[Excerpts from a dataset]
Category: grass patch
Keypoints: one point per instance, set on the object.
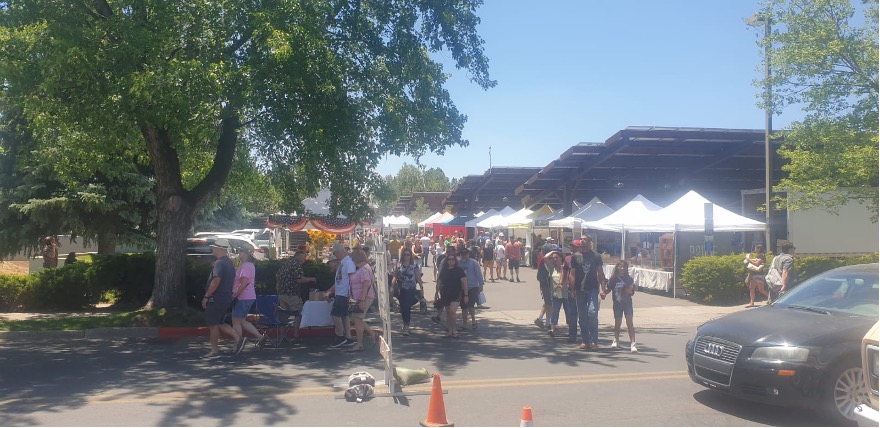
(150, 318)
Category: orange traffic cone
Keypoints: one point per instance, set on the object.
(436, 408)
(526, 419)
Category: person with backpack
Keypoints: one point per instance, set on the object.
(755, 277)
(587, 277)
(363, 293)
(780, 276)
(622, 289)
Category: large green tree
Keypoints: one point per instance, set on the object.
(824, 57)
(318, 90)
(412, 178)
(107, 206)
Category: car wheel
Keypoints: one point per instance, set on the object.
(845, 390)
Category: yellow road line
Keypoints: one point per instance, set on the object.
(451, 385)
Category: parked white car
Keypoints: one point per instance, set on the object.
(264, 238)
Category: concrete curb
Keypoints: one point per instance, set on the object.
(117, 333)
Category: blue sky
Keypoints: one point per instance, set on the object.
(572, 71)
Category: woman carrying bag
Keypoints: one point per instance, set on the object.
(404, 281)
(755, 277)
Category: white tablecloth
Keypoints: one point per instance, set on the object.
(316, 313)
(646, 278)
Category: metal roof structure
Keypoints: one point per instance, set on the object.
(661, 163)
(493, 189)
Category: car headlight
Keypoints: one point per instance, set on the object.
(789, 354)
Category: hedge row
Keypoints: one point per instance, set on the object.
(128, 278)
(720, 279)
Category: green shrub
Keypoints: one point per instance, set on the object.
(130, 276)
(65, 288)
(720, 279)
(15, 291)
(714, 279)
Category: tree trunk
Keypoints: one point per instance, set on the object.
(106, 243)
(177, 207)
(175, 217)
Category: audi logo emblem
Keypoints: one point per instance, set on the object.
(714, 349)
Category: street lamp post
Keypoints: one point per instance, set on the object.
(756, 20)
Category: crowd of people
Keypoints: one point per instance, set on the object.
(572, 283)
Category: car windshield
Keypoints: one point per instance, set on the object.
(850, 293)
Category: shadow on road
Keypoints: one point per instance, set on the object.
(758, 412)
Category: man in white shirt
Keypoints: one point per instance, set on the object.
(426, 248)
(500, 260)
(342, 290)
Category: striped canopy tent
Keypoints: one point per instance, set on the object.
(480, 217)
(430, 219)
(295, 223)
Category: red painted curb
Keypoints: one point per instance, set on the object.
(181, 332)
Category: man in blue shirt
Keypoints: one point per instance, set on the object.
(475, 286)
(342, 290)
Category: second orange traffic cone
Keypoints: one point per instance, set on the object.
(436, 408)
(526, 419)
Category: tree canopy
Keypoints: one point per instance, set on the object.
(824, 58)
(315, 90)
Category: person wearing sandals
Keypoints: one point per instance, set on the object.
(560, 296)
(475, 287)
(363, 290)
(405, 279)
(622, 290)
(453, 289)
(243, 297)
(755, 278)
(546, 290)
(218, 296)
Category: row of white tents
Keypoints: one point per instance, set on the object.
(687, 214)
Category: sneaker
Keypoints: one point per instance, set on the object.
(340, 341)
(262, 342)
(239, 345)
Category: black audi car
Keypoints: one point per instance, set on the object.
(803, 350)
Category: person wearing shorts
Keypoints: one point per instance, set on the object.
(475, 286)
(622, 290)
(288, 281)
(453, 287)
(363, 290)
(341, 290)
(218, 297)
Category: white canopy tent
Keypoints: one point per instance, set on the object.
(497, 219)
(396, 222)
(480, 217)
(637, 210)
(430, 219)
(593, 210)
(687, 214)
(519, 220)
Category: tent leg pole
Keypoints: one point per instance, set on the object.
(674, 261)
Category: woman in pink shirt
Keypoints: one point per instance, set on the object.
(244, 296)
(364, 292)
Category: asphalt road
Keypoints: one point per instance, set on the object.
(490, 374)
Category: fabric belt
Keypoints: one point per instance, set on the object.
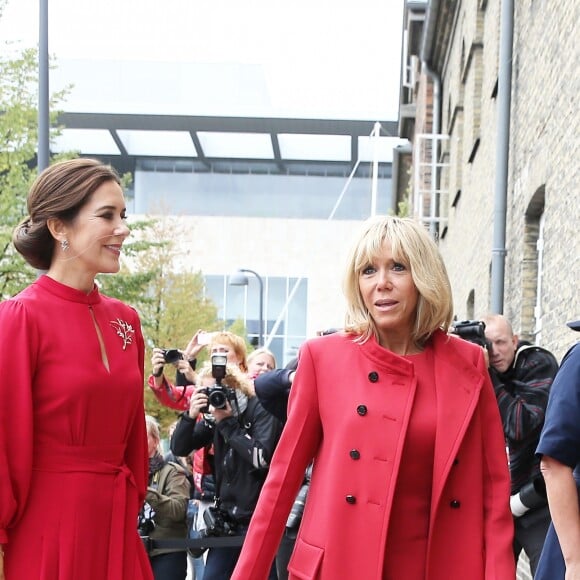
(105, 460)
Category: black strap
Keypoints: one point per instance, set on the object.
(184, 543)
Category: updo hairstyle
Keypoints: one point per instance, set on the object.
(60, 191)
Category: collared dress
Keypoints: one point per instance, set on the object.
(73, 447)
(560, 439)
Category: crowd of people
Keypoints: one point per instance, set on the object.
(388, 449)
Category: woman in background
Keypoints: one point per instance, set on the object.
(73, 447)
(165, 509)
(410, 478)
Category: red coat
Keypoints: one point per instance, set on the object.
(348, 396)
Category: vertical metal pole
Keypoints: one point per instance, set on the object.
(261, 305)
(43, 91)
(498, 251)
(375, 179)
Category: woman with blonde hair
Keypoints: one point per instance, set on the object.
(410, 478)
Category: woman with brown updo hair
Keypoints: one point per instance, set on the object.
(73, 444)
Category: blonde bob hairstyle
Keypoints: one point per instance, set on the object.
(235, 342)
(412, 246)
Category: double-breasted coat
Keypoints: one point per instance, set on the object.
(349, 410)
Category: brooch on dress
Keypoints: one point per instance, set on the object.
(124, 330)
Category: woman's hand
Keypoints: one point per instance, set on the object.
(197, 402)
(185, 369)
(157, 364)
(193, 347)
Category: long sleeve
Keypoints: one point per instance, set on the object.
(170, 395)
(19, 356)
(522, 395)
(300, 439)
(136, 455)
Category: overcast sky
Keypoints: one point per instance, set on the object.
(299, 58)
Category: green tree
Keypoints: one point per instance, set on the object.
(170, 301)
(18, 143)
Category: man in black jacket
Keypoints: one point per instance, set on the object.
(244, 435)
(522, 375)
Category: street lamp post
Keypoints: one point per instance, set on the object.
(239, 278)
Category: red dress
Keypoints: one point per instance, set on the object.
(73, 447)
(406, 550)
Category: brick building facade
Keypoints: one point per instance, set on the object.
(451, 67)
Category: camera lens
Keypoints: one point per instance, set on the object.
(217, 399)
(172, 355)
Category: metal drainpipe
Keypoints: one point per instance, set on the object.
(436, 80)
(498, 252)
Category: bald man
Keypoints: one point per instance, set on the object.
(522, 375)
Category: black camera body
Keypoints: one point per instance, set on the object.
(172, 355)
(218, 523)
(295, 516)
(145, 520)
(472, 331)
(218, 395)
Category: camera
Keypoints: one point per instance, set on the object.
(145, 520)
(218, 395)
(472, 331)
(172, 355)
(218, 523)
(218, 367)
(298, 507)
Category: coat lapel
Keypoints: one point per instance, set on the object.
(458, 384)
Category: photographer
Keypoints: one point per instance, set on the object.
(170, 395)
(522, 375)
(164, 513)
(244, 435)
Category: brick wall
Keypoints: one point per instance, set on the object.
(543, 162)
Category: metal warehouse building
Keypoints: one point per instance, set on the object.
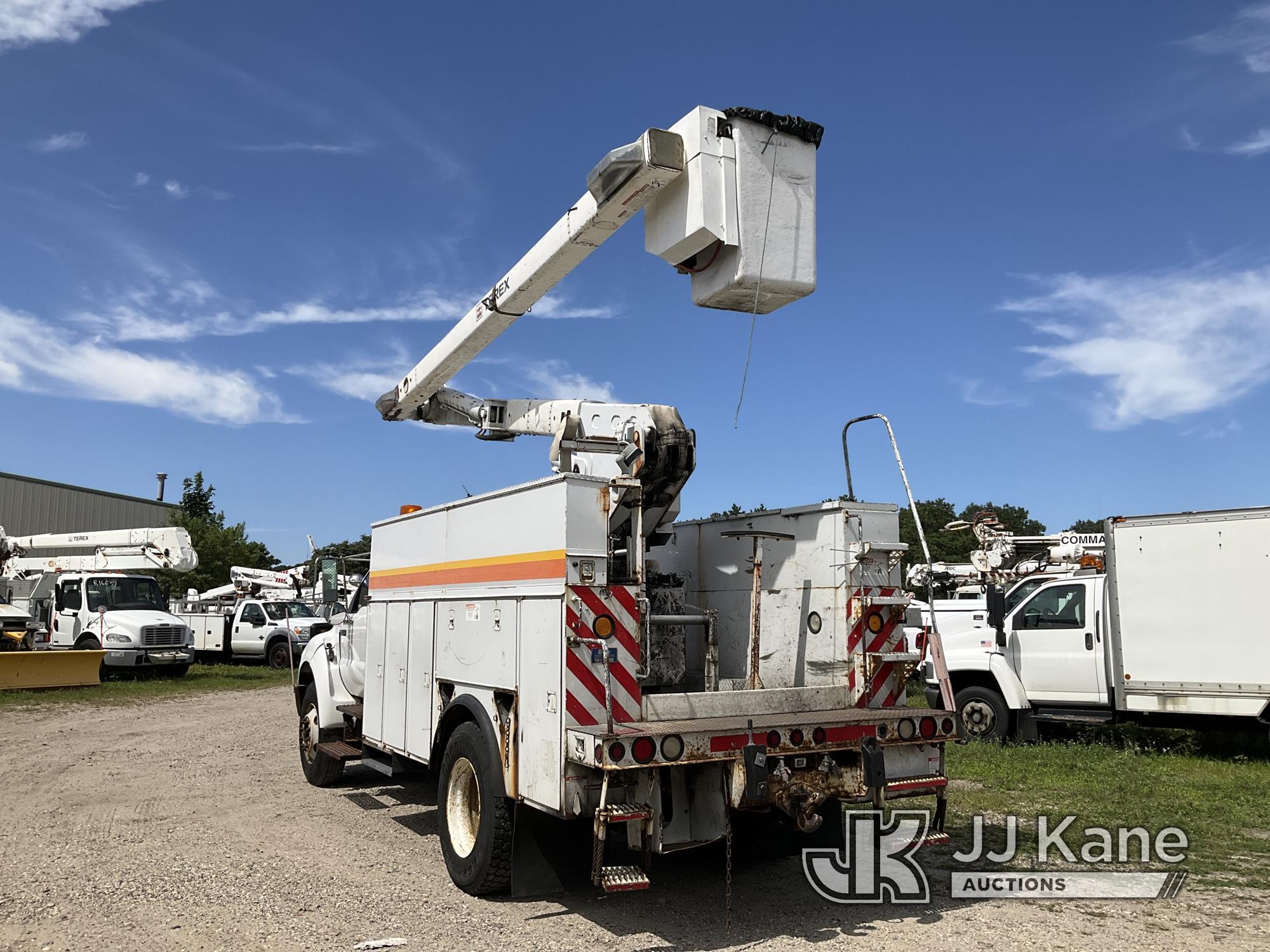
(30, 507)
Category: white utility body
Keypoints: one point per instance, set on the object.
(1131, 643)
(101, 600)
(562, 647)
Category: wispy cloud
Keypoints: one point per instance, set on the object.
(554, 307)
(1257, 144)
(158, 310)
(327, 148)
(26, 22)
(1247, 37)
(1164, 346)
(361, 378)
(553, 380)
(984, 394)
(60, 143)
(43, 359)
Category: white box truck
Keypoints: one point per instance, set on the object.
(1147, 639)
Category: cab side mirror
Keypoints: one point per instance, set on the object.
(998, 612)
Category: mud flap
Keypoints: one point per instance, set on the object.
(535, 865)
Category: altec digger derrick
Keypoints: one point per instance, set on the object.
(565, 647)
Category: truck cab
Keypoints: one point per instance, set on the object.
(256, 629)
(1051, 653)
(121, 614)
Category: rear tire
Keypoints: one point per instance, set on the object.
(984, 714)
(476, 821)
(321, 770)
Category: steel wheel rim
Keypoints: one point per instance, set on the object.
(979, 718)
(463, 808)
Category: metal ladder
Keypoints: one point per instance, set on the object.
(620, 879)
(934, 645)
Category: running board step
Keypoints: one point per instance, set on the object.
(624, 813)
(1073, 717)
(340, 751)
(622, 879)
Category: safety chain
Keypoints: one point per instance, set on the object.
(727, 836)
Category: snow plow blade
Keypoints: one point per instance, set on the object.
(50, 670)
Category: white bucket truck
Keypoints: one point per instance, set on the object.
(533, 643)
(1137, 642)
(102, 601)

TASK STATEMENT: Give back all entries exactly. No pictures belong in the copy.

ANSWER BOX:
Category: grass patch
Keypoints: one point per instance, set on the object.
(150, 318)
Category: orange traffic cone
Keypoints: one point per instance, set on the object.
(436, 408)
(526, 419)
Category: person with backpack
Keypoints: one point per instance, set on the object.
(755, 277)
(587, 277)
(363, 293)
(780, 276)
(622, 289)
Category: large green tree
Keypoints: one point per instance, set on the object.
(824, 57)
(318, 90)
(412, 178)
(107, 206)
Category: car wheel
Keypoints: one point per instance, set on the object.
(845, 390)
Category: yellow road line
Keypoints: one point per instance, set on the object.
(451, 385)
Category: parked white car
Keypoints: one point per instance, set on the object.
(264, 238)
Category: concrete curb
Keypoints: one point per instance, set on the object.
(117, 333)
Category: blue sky
Keypoints: one point per instance, set on the object.
(572, 71)
Category: woman carrying bag
Keypoints: one point per instance, set on the object.
(404, 281)
(755, 277)
Category: white tablecloth
Keypoints: one point per instance, set on the object.
(316, 313)
(646, 278)
Category: metal roof structure
Keypoints: one point per instance, set on the object.
(661, 163)
(493, 189)
Category: car headlight
Keypoints: one point per instance, set on the object.
(789, 354)
Category: hedge row
Keypoints: one point per instance, set on the object.
(128, 278)
(720, 279)
Category: green shrub
Keypoints: one point per instance, set on the object.
(130, 276)
(65, 288)
(720, 279)
(15, 291)
(714, 279)
Category: tree trunk
Keypoints: one point per instance, set on the object.
(106, 243)
(177, 207)
(175, 217)
Category: audi logo emblem
Keypoints: one point per instance, set on the object.
(714, 349)
Category: street lamp post
Keypoints: one point per instance, set on the object.
(756, 20)
Category: crowd of people
Keypoints: one point per instance, set on the object.
(572, 283)
Category: car windshield
Keypoints: one point per instance, set on the object.
(850, 293)
Category: shadow on road
Keypoints: one point per instance, set on the object.
(758, 412)
Category: man in white shirt
Keypoints: one point per instance, set on the object.
(426, 248)
(500, 260)
(342, 290)
Category: striped canopy tent
Keypoints: one point per instance, set on the object.
(480, 217)
(430, 219)
(295, 223)
Category: red painted curb
Keypoints: one point per instance, set on the object.
(181, 332)
Category: man in blue shirt
Keypoints: one point per instance, set on the object.
(475, 286)
(342, 290)
Category: second orange traffic cone
Keypoints: one point per instance, set on the object.
(436, 408)
(526, 419)
Category: tree canopy
Keypoints: one point per instance, set on the object.
(824, 58)
(315, 90)
Category: person wearing sandals
Keypoints: one point per instance, set on the object.
(560, 296)
(475, 287)
(363, 290)
(405, 279)
(622, 290)
(453, 289)
(243, 297)
(755, 278)
(546, 290)
(218, 296)
Category: row of white tents
Keypoints: one point per instance, set on the object.
(687, 214)
Category: sneaker
Keypoints: one point per instance, set on the object.
(340, 341)
(262, 342)
(239, 345)
Category: black audi car
Keypoints: one point per instance, set on the object.
(803, 350)
Category: person wearing shorts
Keypoints: one point per instance, set on the object.
(475, 286)
(622, 290)
(288, 281)
(453, 287)
(363, 290)
(341, 290)
(218, 297)
Category: white canopy tent
Keypoints: one point per instance, set on the object.
(497, 219)
(396, 222)
(480, 217)
(637, 210)
(430, 219)
(593, 210)
(687, 214)
(519, 220)
Category: tent leg pole
Keypoints: one point per instance, set on the object.
(674, 261)
Category: woman in pink shirt
Keypoints: one point per instance, set on the object.
(244, 296)
(364, 292)
Category: asphalt road
Keypoints: one point per instance, set on the object.
(490, 374)
Category: fabric belt
Keypoints: one point per instance, set on the object.
(105, 460)
Category: black strap
Keypoints: one point per instance, set on the object.
(184, 543)
Category: updo hairstyle
Keypoints: one point per instance, set on the object.
(60, 191)
Category: collared dress
Keypoints: one point per instance, set on the object.
(73, 447)
(560, 439)
Category: crowd of people
Keypoints: one point per instance, set on the object.
(388, 449)
Category: woman in background
Keypoints: one point per instance, set on the object.
(73, 447)
(165, 509)
(410, 478)
Category: red coat
Keypoints: one point per instance, set on the object.
(348, 396)
Category: vertical metal pole
Keypoints: one point per instance, set on the object.
(261, 305)
(43, 91)
(498, 251)
(375, 179)
Category: woman with blonde hair
Keypoints: one point per instance, set on the object.
(410, 478)
Category: woman with brown updo hair
Keypoints: one point per instance, set on the object.
(73, 444)
Category: blonde bob hairstyle
Keypoints: one point per instance, set on the object.
(235, 342)
(412, 246)
Category: double-breasted coat
Keypoints: one point per instance, set on the object.
(349, 410)
Category: brooch on dress
Keypoints: one point per instance, set on the object.
(124, 330)
Category: woman's hand
Keypoints: one point per instance, set on the object.
(197, 402)
(185, 369)
(157, 364)
(193, 347)
Category: long sleeve
Keypoints: one point per instance, set on the object.
(170, 395)
(19, 356)
(522, 395)
(300, 439)
(136, 455)
Category: overcast sky
Keypoints: one point per instance, set on the object.
(299, 58)
Category: green tree
Keypoints: one point per instance, set on the object.
(170, 301)
(18, 143)
Category: man in black jacket
Keypoints: one point per instance, set on the object.
(244, 435)
(522, 375)
Category: street lamp post
Keypoints: one point per instance, set on the object.
(239, 278)
Category: red dress
Keypoints: one point per instance, set on the object.
(73, 447)
(406, 550)
Category: brick building facade
Keypoints: one point per instance, set on the object.
(451, 67)
Category: camera lens
Keypoints: one point per instance, set on the object.
(217, 399)
(172, 355)
Category: metal drainpipe
Keypoints: one point per instance, set on the object.
(436, 80)
(498, 252)
Category: bald man
Keypoints: one point per instance, set on the object.
(522, 375)
Category: black camera body
Keypoints: one point per instance, set on the object.
(172, 355)
(218, 523)
(295, 516)
(145, 520)
(472, 331)
(218, 395)
Category: camera
Keypoints: one point per instance, set on the object.
(145, 520)
(218, 395)
(472, 331)
(172, 355)
(218, 523)
(218, 367)
(298, 507)
Category: coat lapel
Keypoints: one point per instance, set on the object.
(458, 384)
Category: photographer
Keypoints: one point per instance, set on the object.
(170, 395)
(522, 375)
(164, 513)
(244, 435)
Category: brick wall
Keypoints: one point per instance, set on the object.
(543, 162)
Category: metal warehouse building
Keypoints: one point per instance, set on the object.
(30, 507)
Category: white utility body
Keypoints: one point per instance, set on the object.
(1131, 643)
(101, 600)
(562, 647)
Category: wispy cloud
Keypoints: one point per instance, set on the object.
(554, 307)
(1257, 144)
(158, 310)
(327, 148)
(26, 22)
(1247, 37)
(1164, 346)
(361, 378)
(553, 380)
(984, 394)
(60, 143)
(43, 359)
Category: white box truck
Keypoints: one point per instance, set on the object.
(1147, 639)
Category: cab side mirror
Keypoints: one point per instance, set on the object.
(998, 612)
Category: mud flap
Keypoints: one point per instance, set on the object.
(535, 865)
Category: altec digger derrick
Keypoints: one point per instance, set on the object.
(565, 647)
Category: truck cab
Keypoints: one point per instance, set on the object.
(256, 629)
(1051, 653)
(121, 614)
Category: rear tire
Keypoints: one point per instance, set on the object.
(984, 714)
(476, 821)
(321, 770)
Category: steel wheel rim
Keypoints: one point per instance, set on the object.
(979, 718)
(463, 808)
Category: metal ladder
Keypoints: one point per instance, set on the object.
(620, 879)
(934, 645)
Category: running board step
Keypoints: one point per instance, set on the object.
(624, 813)
(1073, 717)
(340, 751)
(622, 879)
Category: safety chain
Keypoints: one point per instance, set on the object.
(727, 836)
Category: snow plow blade
Keypoints: one point per instance, set on the object.
(50, 670)
Category: white bucket truck
Keypoints: one point per instance, set on the object.
(533, 643)
(1137, 642)
(102, 601)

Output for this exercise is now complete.